**YOUR INSTRUCTIONS:** Could you output every record below exactly as it appears?

**DATA FOR THIS TASK:**
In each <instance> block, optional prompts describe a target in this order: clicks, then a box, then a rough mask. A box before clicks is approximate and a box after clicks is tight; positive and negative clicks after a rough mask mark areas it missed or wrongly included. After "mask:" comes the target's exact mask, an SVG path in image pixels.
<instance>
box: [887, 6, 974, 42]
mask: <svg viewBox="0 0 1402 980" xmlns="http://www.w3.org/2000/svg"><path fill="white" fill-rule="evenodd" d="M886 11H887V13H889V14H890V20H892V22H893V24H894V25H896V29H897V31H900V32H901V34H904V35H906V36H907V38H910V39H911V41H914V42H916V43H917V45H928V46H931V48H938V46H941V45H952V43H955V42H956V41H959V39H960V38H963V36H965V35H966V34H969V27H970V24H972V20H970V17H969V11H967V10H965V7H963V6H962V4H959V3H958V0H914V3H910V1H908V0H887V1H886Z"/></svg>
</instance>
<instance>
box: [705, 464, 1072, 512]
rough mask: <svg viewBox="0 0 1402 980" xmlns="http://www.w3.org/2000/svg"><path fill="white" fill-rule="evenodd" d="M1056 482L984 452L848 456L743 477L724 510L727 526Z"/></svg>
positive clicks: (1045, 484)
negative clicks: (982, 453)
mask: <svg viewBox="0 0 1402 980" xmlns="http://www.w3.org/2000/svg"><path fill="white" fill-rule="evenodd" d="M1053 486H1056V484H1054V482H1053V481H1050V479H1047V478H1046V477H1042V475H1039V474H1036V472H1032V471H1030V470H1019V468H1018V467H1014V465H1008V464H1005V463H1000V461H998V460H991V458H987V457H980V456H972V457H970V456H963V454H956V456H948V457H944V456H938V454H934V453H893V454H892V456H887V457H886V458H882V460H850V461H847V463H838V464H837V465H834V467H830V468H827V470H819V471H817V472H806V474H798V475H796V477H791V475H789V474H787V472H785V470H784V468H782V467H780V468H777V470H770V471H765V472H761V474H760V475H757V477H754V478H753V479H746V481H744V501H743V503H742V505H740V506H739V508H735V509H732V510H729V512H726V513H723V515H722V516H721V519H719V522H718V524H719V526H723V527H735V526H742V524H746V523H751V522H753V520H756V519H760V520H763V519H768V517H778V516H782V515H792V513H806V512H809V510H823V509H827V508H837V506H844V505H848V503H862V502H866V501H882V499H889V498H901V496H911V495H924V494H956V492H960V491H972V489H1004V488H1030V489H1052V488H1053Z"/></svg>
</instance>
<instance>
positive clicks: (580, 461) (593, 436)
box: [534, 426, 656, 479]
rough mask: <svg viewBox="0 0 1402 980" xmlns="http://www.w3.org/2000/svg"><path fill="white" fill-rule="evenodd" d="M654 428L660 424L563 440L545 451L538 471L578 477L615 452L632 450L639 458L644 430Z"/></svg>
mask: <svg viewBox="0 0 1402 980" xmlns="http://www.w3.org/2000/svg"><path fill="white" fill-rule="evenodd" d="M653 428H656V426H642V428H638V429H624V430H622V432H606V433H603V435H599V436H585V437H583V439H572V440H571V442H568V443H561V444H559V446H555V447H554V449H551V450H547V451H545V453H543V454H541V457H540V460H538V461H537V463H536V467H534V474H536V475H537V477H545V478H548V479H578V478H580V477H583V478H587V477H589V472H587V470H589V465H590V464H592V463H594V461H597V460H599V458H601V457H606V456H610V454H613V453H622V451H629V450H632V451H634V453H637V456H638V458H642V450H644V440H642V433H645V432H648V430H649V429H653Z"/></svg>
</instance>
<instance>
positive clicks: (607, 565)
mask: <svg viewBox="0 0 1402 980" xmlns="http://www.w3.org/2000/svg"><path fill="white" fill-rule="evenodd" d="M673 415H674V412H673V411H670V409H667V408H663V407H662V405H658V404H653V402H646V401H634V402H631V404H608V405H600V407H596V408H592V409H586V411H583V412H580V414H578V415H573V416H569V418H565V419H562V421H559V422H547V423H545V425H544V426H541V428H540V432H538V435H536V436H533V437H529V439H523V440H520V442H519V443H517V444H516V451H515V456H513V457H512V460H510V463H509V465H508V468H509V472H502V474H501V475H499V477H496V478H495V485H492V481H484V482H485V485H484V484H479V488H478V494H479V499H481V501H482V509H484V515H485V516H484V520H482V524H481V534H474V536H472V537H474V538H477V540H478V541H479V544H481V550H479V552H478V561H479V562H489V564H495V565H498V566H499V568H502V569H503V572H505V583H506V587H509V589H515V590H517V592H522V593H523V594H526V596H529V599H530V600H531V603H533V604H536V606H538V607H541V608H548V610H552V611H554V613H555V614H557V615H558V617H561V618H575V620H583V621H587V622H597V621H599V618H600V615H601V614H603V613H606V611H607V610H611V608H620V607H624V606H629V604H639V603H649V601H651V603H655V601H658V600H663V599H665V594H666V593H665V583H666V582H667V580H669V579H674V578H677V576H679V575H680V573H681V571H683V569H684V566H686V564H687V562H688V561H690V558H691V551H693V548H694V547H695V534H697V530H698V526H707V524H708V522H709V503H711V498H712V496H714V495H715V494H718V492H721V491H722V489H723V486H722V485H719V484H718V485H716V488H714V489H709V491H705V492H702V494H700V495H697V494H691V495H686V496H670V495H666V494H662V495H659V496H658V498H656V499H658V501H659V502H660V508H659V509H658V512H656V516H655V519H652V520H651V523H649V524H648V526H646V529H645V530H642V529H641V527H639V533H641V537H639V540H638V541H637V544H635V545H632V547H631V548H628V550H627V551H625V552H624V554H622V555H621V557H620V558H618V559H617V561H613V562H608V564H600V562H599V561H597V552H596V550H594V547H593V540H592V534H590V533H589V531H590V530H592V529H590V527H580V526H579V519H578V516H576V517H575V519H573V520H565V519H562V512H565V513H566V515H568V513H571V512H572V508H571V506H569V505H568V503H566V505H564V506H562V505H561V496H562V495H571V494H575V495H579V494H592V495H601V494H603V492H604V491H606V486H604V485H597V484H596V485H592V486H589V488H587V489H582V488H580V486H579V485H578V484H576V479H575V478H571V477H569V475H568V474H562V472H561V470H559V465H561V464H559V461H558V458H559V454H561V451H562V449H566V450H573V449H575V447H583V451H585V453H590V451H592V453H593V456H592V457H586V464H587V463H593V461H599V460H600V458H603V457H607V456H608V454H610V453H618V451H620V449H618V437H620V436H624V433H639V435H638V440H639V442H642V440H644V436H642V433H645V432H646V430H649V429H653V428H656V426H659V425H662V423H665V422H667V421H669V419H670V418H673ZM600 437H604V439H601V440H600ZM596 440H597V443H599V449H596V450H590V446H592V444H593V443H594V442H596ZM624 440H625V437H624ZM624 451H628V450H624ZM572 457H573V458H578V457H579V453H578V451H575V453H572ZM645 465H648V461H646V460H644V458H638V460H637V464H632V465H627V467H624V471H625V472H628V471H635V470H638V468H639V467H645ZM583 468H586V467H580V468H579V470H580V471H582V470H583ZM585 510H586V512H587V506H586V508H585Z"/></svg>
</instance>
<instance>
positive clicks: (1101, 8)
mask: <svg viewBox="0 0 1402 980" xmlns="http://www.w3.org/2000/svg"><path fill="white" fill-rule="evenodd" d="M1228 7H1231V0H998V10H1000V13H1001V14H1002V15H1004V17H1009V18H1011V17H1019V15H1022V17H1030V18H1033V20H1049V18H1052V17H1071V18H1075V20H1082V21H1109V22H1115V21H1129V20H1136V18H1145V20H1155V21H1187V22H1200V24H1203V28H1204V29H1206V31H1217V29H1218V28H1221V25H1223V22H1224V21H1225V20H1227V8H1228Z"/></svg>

**RESULT BELOW:**
In each <instance> block, optional prompts describe a target in this order: clicks, then a box, then a rough mask. A box before clicks is approximate and a box after clicks is tight; positive and negative clicks after a rough mask mark areas it missed or wrongly included. After "mask:" comes the target's exact mask, an SVG path in image pixels.
<instance>
box: [887, 6, 974, 42]
mask: <svg viewBox="0 0 1402 980" xmlns="http://www.w3.org/2000/svg"><path fill="white" fill-rule="evenodd" d="M886 11H887V13H889V14H890V20H892V22H893V24H894V25H896V29H897V31H900V32H901V34H904V35H906V36H907V38H910V39H911V41H914V42H916V43H917V45H928V46H931V48H938V46H941V45H952V43H955V42H956V41H959V39H960V38H963V36H965V35H966V34H969V27H970V24H972V20H970V17H969V11H967V10H965V7H963V6H962V4H959V3H958V0H914V3H910V1H908V0H887V1H886Z"/></svg>
</instance>
<instance>
box: [705, 464, 1072, 512]
rough mask: <svg viewBox="0 0 1402 980" xmlns="http://www.w3.org/2000/svg"><path fill="white" fill-rule="evenodd" d="M1056 482L984 452L848 456L743 477L724 510L727 526Z"/></svg>
positive clicks: (1045, 484)
negative clicks: (982, 453)
mask: <svg viewBox="0 0 1402 980" xmlns="http://www.w3.org/2000/svg"><path fill="white" fill-rule="evenodd" d="M1053 486H1056V484H1054V482H1053V481H1050V479H1047V478H1046V477H1042V475H1039V474H1036V472H1032V471H1030V470H1019V468H1018V467H1014V465H1008V464H1005V463H1000V461H998V460H991V458H987V457H980V456H972V457H970V456H963V454H956V456H948V457H944V456H938V454H934V453H893V454H892V456H887V457H886V458H882V460H850V461H847V463H838V464H837V465H834V467H830V468H827V470H819V471H817V472H806V474H798V475H796V477H791V475H789V474H787V472H785V470H784V468H782V467H780V468H777V470H770V471H765V472H761V474H760V475H757V477H754V478H753V479H746V481H744V501H743V503H742V505H740V506H739V508H735V509H732V510H729V512H726V513H723V515H722V516H721V519H719V522H718V524H719V526H723V527H735V526H742V524H746V523H751V522H753V520H756V519H760V520H763V519H768V517H778V516H782V515H792V513H806V512H809V510H823V509H827V508H837V506H844V505H848V503H862V502H866V501H882V499H889V498H901V496H911V495H924V494H956V492H960V491H972V489H1004V488H1030V489H1052V488H1053Z"/></svg>
</instance>
<instance>
positive clicks: (580, 461) (593, 436)
box: [534, 426, 656, 479]
rough mask: <svg viewBox="0 0 1402 980" xmlns="http://www.w3.org/2000/svg"><path fill="white" fill-rule="evenodd" d="M654 428L660 424L563 440L545 451L538 471L578 477L615 452L632 450L639 458L644 430Z"/></svg>
mask: <svg viewBox="0 0 1402 980" xmlns="http://www.w3.org/2000/svg"><path fill="white" fill-rule="evenodd" d="M653 428H656V426H642V428H638V429H624V430H622V432H606V433H603V435H599V436H585V437H583V439H572V440H571V442H568V443H561V444H559V446H555V447H554V449H551V450H547V451H545V453H543V454H541V457H540V460H538V461H537V463H536V467H534V474H536V475H537V477H545V478H548V479H578V478H580V477H583V478H587V477H589V472H587V470H589V465H590V464H592V463H594V461H597V460H599V458H601V457H606V456H610V454H613V453H622V451H629V450H632V451H634V453H637V456H638V458H642V450H644V440H642V433H645V432H648V430H649V429H653Z"/></svg>
</instance>
<instance>
positive clicks: (607, 565)
mask: <svg viewBox="0 0 1402 980" xmlns="http://www.w3.org/2000/svg"><path fill="white" fill-rule="evenodd" d="M673 415H674V412H673V411H670V409H667V408H663V407H662V405H658V404H653V402H646V401H634V402H631V404H608V405H600V407H596V408H592V409H586V411H583V412H580V414H578V415H573V416H569V418H565V419H562V421H559V422H547V423H545V425H544V426H541V428H540V432H538V435H536V436H533V437H529V439H523V440H520V442H519V443H517V444H516V451H515V456H513V457H512V460H510V463H509V465H508V468H509V472H502V474H501V475H499V477H496V478H495V485H492V481H484V482H485V485H484V484H479V488H478V494H479V499H481V501H482V509H484V515H485V516H484V520H482V524H481V534H474V536H472V537H474V538H477V540H478V541H479V544H481V550H479V552H478V561H479V562H489V564H495V565H498V566H499V568H502V569H503V572H505V583H506V587H509V589H515V590H517V592H522V593H523V594H526V596H529V599H530V600H531V603H533V604H536V606H538V607H541V608H548V610H552V611H554V613H555V614H557V615H558V617H561V618H575V620H583V621H587V622H597V621H599V618H600V615H601V614H603V613H606V611H607V610H611V608H620V607H624V606H629V604H639V603H649V601H651V603H655V601H658V600H663V599H665V594H666V593H665V583H666V582H667V580H669V579H674V578H677V576H679V575H680V573H681V571H683V569H684V566H686V564H687V562H688V561H690V558H691V551H693V548H694V547H695V534H697V530H698V526H707V524H708V522H709V503H711V498H712V496H714V495H715V494H718V492H721V491H722V489H723V486H722V485H719V484H718V485H716V488H714V489H709V491H705V492H702V494H700V495H697V494H691V495H686V496H670V495H666V494H662V495H659V496H658V498H656V499H658V501H659V502H660V508H659V509H658V512H656V516H655V519H652V520H651V523H649V524H648V526H646V529H645V530H642V529H641V527H639V533H641V537H639V540H638V541H637V544H635V545H632V547H631V548H628V550H627V551H625V552H624V554H622V555H621V557H620V558H618V559H617V561H613V562H608V564H600V562H599V561H597V552H596V550H594V547H593V540H592V534H590V533H589V531H590V530H592V529H590V527H580V526H579V519H578V516H576V517H575V519H573V520H565V519H562V512H565V513H566V515H568V513H571V512H572V508H571V506H569V505H568V503H566V505H564V506H562V505H561V496H562V495H571V494H575V495H579V494H592V495H601V494H603V492H604V491H606V486H604V485H597V484H596V485H592V486H589V488H587V489H582V488H580V486H579V485H578V484H576V479H575V478H571V477H569V475H568V474H562V472H561V470H559V465H561V464H559V461H558V458H559V454H561V451H562V449H566V450H573V449H575V447H583V451H585V453H590V451H592V453H593V456H592V457H586V464H587V463H593V461H599V460H600V458H603V457H607V456H608V454H610V453H618V451H620V449H618V437H620V436H624V433H639V435H638V440H639V442H642V440H644V436H642V433H645V432H646V430H649V429H653V428H656V426H659V425H662V423H665V422H667V421H669V419H670V418H673ZM600 437H604V439H601V440H600ZM596 440H597V443H599V449H596V450H590V446H592V444H593V443H594V442H596ZM624 440H625V437H624ZM624 451H628V450H624ZM572 457H573V458H578V457H579V453H578V451H575V453H572ZM645 465H648V461H646V460H644V458H638V460H637V464H632V465H627V467H624V471H625V472H628V471H635V470H638V468H639V467H645ZM583 468H586V467H580V468H579V470H580V471H582V470H583ZM585 510H586V512H587V506H586V508H585Z"/></svg>
</instance>
<instance>
positive clicks: (1101, 8)
mask: <svg viewBox="0 0 1402 980" xmlns="http://www.w3.org/2000/svg"><path fill="white" fill-rule="evenodd" d="M1228 7H1231V0H998V10H1000V13H1001V14H1002V15H1004V17H1009V18H1011V17H1019V15H1022V17H1030V18H1033V20H1049V18H1052V17H1071V18H1075V20H1082V21H1109V22H1115V21H1129V20H1136V18H1145V20H1155V21H1187V22H1200V24H1203V28H1204V29H1206V31H1217V29H1218V28H1221V25H1223V22H1224V21H1225V20H1227V8H1228Z"/></svg>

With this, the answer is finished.